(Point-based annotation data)
^^^^
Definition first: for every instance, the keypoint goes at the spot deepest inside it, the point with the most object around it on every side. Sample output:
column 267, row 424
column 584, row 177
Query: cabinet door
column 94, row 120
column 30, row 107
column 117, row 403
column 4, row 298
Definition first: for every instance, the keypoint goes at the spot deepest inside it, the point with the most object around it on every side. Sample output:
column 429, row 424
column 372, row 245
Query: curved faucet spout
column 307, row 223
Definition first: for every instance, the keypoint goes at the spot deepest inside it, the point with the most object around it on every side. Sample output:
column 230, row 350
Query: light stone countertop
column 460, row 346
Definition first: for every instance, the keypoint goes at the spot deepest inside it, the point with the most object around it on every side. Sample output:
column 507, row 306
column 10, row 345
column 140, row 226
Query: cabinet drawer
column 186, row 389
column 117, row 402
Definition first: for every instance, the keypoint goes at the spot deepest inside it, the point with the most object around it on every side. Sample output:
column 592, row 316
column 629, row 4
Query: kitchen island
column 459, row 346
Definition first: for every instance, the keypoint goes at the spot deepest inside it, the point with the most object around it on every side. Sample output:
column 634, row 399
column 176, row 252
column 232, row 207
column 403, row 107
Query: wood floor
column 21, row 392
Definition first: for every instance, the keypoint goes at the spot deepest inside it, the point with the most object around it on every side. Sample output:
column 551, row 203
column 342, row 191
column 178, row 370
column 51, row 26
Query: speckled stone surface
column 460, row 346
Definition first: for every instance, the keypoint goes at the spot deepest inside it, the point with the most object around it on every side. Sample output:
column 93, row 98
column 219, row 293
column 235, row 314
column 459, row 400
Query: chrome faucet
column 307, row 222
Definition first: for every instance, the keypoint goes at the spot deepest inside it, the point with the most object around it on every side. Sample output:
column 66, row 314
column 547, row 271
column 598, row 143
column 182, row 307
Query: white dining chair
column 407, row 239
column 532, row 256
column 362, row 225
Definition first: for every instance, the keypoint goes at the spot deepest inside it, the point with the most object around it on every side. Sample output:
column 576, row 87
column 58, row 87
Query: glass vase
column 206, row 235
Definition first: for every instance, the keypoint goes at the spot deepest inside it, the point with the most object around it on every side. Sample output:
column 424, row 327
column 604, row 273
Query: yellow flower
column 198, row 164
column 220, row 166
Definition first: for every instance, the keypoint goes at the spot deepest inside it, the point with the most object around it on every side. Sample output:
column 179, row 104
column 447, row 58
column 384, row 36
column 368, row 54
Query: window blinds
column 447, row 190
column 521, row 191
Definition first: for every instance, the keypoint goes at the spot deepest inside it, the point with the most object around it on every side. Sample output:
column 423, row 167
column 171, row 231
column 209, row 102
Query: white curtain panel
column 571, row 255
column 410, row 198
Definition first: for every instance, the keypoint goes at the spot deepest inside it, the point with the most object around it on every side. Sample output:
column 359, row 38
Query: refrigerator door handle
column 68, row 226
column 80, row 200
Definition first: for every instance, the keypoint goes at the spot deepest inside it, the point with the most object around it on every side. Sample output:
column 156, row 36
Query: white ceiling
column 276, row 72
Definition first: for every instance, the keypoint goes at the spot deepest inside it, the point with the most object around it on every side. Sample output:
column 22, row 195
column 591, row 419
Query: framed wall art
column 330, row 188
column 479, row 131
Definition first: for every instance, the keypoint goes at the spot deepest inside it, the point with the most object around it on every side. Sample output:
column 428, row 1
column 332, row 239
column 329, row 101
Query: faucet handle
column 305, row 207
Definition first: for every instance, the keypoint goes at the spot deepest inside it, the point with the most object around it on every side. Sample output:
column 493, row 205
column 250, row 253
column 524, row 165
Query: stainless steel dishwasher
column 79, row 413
^^^^
**Your task**
Locate every line in the entries above that contains the word "handle". Copy each one, matching case.

**Written answer**
Query: refrigerator door handle
Query: faucet handle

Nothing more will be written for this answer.